Excerpt to read
## BEGIN

Heather, say “road trip" and bring the husband and bow. We've a guest room you know.


----------



## Team Gomberg (Jul 26, 2014)

Cowboy_Ken said:


> Heather, say “road trip" and bring the husband and bow. We've a guest room you know.



Oooh.. what amenities are offered at the Bacon Lover's Bed & Breakfast??  LOL


----------



## Team Gomberg (Jul 26, 2014)

BTW...dinner tonight was breakfast.. and that included bacon!


----------



## Cowboy_Ken (Jul 26, 2014)

Team Gomberg said:


> Oooh.. what amenities are offered at the Bacon Lover's Bed & Breakfast??  LOL


400 thread count sheets, no cats in your room, but plenty around the rest of the house, I feed all the animals. And the not to be missed, “Kitty Walk-about" at sundown.


----------



## Cowboy_Ken (Jul 26, 2014)

And of course, hickory smoked bacon! Real wood smoked. Cut thick and cooked through.


----------



## Team Gomberg (Jul 31, 2014)

No blue bow needed to chow down on Mazuri


----------



## Elohi (Jul 31, 2014)

Team Gomberg said:


> No blue bow needed to chow down on Mazuri


----------



## naturalman91 (Jul 31, 2014)

if i were to ever switch species i'd go leopards lol


----------



## Elohi (Jul 31, 2014)

I love his hip flairs. Not sure of their actual name but hip flairs sounds right hahaha.


----------



## Reptilelove (Aug 3, 2014)

Perfect idea! I may have to steal this...


----------



## W Shaw (Jan 6, 2016)

Team Gomberg said:


> I almost got him a hot pink bow....but for his sake, I went blue...lol



Maybe he'd have been man enough to wear pink, but I'm glad you went with the blue. Ronan's transport is a softsided blue 6-pack cooler, but I'm thinking about buying him a camo one. It was a makeshift thing to begin with, but I like the way it acts like a kangaroo pouch.

## END

Given request A
Edit the forum thread from "## naturalman91 (Jul" through "sounds right hahaha.", swapping "hip flairs" for "hip fins".

Listed records

## BEGIN

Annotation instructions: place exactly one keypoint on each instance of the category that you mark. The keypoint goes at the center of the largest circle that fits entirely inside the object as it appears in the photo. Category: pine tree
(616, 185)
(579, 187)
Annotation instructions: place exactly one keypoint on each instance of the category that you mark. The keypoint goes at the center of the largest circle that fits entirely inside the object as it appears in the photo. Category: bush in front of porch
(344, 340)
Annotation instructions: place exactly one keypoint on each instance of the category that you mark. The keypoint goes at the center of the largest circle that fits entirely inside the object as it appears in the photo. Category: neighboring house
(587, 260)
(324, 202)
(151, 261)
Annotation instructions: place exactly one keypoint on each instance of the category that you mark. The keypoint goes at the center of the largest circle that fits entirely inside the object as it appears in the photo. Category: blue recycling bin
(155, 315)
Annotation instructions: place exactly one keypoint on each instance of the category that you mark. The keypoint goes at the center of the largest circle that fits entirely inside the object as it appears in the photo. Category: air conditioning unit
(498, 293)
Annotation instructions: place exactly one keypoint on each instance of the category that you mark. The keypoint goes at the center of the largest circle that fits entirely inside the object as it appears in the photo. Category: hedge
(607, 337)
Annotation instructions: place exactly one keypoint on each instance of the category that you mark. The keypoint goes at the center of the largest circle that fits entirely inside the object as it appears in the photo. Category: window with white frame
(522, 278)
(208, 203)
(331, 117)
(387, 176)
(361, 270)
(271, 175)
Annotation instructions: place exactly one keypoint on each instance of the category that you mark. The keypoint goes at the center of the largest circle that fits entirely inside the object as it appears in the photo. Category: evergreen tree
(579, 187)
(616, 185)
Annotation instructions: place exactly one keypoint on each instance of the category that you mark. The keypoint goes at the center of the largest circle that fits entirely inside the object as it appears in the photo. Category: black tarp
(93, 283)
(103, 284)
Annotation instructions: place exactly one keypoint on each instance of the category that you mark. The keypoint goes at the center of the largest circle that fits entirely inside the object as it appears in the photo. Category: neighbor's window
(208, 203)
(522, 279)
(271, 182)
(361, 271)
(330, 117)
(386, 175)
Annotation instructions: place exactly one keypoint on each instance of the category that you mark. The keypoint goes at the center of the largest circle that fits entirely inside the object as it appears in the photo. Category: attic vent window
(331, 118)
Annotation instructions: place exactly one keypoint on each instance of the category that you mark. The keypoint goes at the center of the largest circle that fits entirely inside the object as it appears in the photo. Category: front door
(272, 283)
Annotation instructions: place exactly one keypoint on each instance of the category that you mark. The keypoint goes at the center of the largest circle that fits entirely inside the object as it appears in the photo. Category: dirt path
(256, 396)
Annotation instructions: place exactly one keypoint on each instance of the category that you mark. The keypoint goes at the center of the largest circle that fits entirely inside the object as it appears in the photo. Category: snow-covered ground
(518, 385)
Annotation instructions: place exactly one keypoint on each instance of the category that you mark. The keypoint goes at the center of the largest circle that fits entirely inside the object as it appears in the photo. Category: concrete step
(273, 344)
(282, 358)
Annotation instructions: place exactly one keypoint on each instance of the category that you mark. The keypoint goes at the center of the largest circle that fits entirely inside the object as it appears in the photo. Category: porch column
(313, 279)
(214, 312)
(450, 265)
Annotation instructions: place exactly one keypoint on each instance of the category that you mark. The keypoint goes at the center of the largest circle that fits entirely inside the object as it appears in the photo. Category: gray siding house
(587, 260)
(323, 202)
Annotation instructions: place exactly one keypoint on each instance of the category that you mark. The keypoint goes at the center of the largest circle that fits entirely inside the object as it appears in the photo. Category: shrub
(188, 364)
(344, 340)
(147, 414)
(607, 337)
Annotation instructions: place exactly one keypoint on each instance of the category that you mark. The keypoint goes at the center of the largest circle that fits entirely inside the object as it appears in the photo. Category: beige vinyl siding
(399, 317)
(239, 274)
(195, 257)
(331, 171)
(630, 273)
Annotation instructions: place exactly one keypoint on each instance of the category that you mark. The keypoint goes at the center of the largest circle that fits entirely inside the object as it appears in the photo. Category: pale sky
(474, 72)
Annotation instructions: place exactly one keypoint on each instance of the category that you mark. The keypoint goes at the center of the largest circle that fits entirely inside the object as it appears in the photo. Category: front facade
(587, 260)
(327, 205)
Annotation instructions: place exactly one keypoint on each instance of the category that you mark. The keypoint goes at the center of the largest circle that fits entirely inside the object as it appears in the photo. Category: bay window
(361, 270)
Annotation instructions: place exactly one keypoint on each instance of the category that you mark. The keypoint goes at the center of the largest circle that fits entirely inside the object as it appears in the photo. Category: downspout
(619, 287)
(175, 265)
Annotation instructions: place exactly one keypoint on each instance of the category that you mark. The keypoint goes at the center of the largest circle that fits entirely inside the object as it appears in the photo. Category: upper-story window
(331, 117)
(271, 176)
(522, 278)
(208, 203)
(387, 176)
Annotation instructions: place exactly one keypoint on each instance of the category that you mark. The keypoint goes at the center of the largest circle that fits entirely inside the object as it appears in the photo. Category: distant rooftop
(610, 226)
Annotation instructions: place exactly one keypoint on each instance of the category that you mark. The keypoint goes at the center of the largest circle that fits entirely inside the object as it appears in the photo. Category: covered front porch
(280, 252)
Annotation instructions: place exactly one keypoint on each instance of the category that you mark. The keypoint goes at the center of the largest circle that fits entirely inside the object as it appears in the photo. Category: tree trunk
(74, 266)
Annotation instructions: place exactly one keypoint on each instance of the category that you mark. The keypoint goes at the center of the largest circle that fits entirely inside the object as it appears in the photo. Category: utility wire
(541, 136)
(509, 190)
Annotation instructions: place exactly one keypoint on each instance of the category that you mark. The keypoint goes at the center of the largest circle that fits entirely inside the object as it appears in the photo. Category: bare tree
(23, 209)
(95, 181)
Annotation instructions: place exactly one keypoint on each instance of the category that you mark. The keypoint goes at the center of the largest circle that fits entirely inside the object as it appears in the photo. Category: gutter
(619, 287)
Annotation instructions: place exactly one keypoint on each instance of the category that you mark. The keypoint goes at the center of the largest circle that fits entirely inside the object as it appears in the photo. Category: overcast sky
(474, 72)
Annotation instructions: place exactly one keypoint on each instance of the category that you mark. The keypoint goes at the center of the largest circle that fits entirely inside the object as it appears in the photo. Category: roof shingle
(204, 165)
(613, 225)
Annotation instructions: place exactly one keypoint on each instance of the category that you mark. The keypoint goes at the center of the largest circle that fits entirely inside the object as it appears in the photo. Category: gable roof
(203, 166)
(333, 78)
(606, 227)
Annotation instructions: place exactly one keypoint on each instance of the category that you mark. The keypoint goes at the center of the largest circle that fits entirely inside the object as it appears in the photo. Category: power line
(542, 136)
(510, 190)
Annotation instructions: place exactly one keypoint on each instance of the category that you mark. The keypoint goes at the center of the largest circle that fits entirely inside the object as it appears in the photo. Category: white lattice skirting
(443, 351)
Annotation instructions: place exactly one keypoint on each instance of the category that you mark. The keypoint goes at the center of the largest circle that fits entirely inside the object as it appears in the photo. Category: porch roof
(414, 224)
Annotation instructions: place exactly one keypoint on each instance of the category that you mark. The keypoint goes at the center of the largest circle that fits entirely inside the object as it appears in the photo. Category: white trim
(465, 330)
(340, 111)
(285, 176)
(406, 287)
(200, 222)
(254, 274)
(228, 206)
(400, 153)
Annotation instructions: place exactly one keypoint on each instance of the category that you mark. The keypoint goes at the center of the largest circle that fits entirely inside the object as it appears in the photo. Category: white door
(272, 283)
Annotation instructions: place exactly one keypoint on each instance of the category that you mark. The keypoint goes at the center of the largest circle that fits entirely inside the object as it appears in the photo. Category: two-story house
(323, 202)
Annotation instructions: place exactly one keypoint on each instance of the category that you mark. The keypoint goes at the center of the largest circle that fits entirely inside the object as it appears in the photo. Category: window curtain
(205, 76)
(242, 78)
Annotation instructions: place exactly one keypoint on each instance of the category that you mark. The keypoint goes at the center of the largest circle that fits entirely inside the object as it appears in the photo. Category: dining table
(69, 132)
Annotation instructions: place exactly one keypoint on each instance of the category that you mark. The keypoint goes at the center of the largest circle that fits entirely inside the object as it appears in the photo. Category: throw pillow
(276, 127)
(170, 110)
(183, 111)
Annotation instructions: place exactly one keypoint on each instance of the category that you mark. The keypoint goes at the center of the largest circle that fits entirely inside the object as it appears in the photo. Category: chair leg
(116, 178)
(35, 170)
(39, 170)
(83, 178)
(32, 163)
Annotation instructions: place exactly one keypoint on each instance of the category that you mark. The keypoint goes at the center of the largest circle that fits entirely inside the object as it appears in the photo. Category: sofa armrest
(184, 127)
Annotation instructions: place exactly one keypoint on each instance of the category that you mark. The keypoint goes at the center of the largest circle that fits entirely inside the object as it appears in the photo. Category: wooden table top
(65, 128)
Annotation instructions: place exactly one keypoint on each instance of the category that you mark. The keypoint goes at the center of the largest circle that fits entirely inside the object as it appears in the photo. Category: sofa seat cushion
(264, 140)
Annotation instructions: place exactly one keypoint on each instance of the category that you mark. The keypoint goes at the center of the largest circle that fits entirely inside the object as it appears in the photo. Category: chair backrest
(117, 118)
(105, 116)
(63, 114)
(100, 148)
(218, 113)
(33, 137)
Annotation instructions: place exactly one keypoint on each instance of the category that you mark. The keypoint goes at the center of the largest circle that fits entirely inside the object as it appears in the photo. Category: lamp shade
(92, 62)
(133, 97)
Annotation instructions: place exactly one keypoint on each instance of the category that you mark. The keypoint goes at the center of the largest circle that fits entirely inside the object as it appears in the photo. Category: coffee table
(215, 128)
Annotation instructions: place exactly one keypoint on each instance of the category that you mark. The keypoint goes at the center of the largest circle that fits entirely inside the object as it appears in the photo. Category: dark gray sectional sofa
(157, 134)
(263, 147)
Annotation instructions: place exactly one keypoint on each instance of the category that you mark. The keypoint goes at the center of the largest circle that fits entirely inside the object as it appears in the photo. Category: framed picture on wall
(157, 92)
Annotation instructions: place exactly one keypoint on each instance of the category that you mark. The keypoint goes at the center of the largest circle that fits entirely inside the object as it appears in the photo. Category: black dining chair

## END

Given request B
Find each line in the records that contains the string "black" and copy it out.

Complete output A
## naturalman91 (Jul 31, 2014)

if i were to ever switch species i'd go leopards lol


----------



## Elohi (Jul 31, 2014)

I love his hip fins. Not sure of their actual name but hip fins sounds right hahaha.

Complete output B
Annotation instructions: place exactly one keypoint on each instance of the category that you mark. The keypoint goes at the center of the largest circle that fits entirely inside the object as it appears in the photo. Category: black tarp
Annotation instructions: place exactly one keypoint on each instance of the category that you mark. The keypoint goes at the center of the largest circle that fits entirely inside the object as it appears in the photo. Category: black dining chair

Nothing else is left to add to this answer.